→ **Passage provided**:
***

The change in thought about how we keep animals, and how we could improve their lives as our guests, our captives, was slow to come to the world of zoos. Even today, although people don't hesitate to provide enrichment for the dogs in their lives, don't feel the need to justify providing enrichment for their cats, the habitats of reptiles are still too often just boxes and kibble that meet the minimum needs of survival, without looking at how we can help them thrive.

Every captive animal benefits from enrichment. While I don't sign the tortoises I live with up for cooking lessons, I do work at finding ways to stimulate them with the aim of improving their psychological and physiological well-being.

Providing for their basic needs must come first, and it was only after I felt confident about being able to give them the heat and humidity and light and food that they need to survive that I began to think about how I could improve their lives and mental and physical well-being through behavioral enrichment.

I'm going to discuss a few of the areas and ways in which I provide stimuli for the tortoises that I live with... I'm certain there are other ways, some I'll discover as I go along, others I'll hear about people sharing their successes.

In the Indoors Enclosure

The first four of these are tactile, having to do with the tortoises' sense of touch; the four after that have to do with food, feeding, and hunting.

Deep substrate

You could probably get by with an inch or two of substrate in an enclosure, but your tortoises will be much happier with more. I found this out when I noted that Chili, an old Russian male I rescued a few years ago, liked to dig into his substrate. In his previous life, Chili lived on a thin layer of rabbit pellets (that's how lots of people used to do it); once he came to live with me I made the substrate in his enclosure progressively deeper and deeper until now he often disappears, tunneling through the coconut husk and cypress mulch, sometimes unseen by me for days at a time.

Waterbowl as pool

I use plastic underpots as waterbowls in my tortoise enclosures, big enough that the tortoises can climb in and soak themselves if they want to; the surprising thing is that they do, even the dry-country species like the Russians I live with, I've seen all of them climb in and splash around at one point or another. Aretha, a Black Mountain Tortoise, is picture above, and she spends a good chunk of every day in her pool, watching the world around her. It's more than they need, but I believe they enjoy the feel of the water on their shells and legs, and in sticking their under the water to drink from the bottom of the pool.

***

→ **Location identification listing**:
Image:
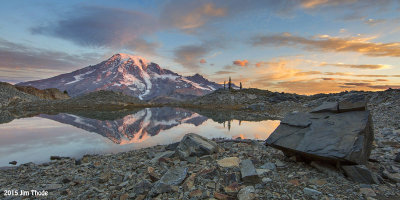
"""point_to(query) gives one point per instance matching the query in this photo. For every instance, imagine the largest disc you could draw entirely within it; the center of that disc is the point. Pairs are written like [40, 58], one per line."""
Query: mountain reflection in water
[75, 134]
[133, 128]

***

→ **Exercises to complete**:
(a) In the tortoise enrichment text, what led the author to make the substrate in Chili's enclosure deeper? Answer in one to three sentences.
(b) Return every line of the location identification listing word for word, leaving out the pictures.
The tortoise enrichment text and the listing come from separate, unrelated sources.

→ **The solutions**:
(a) The author noticed that Chili, an old Russian male rescued a few years earlier, liked to dig into his substrate. Having previously lived on a thin layer of rabbit pellets, he was then given progressively deeper substrate. He now often tunnels out of sight through the coconut husk and cypress mulch.

(b)
Image:
"""point_to(query) gives one point per instance matching the query in this photo. For every instance, imagine the largest disc you could draw entirely within it; the center of that disc is the point. Pairs are written like [40, 58], one per line."""
Query: mountain reflection in water
[75, 134]
[133, 128]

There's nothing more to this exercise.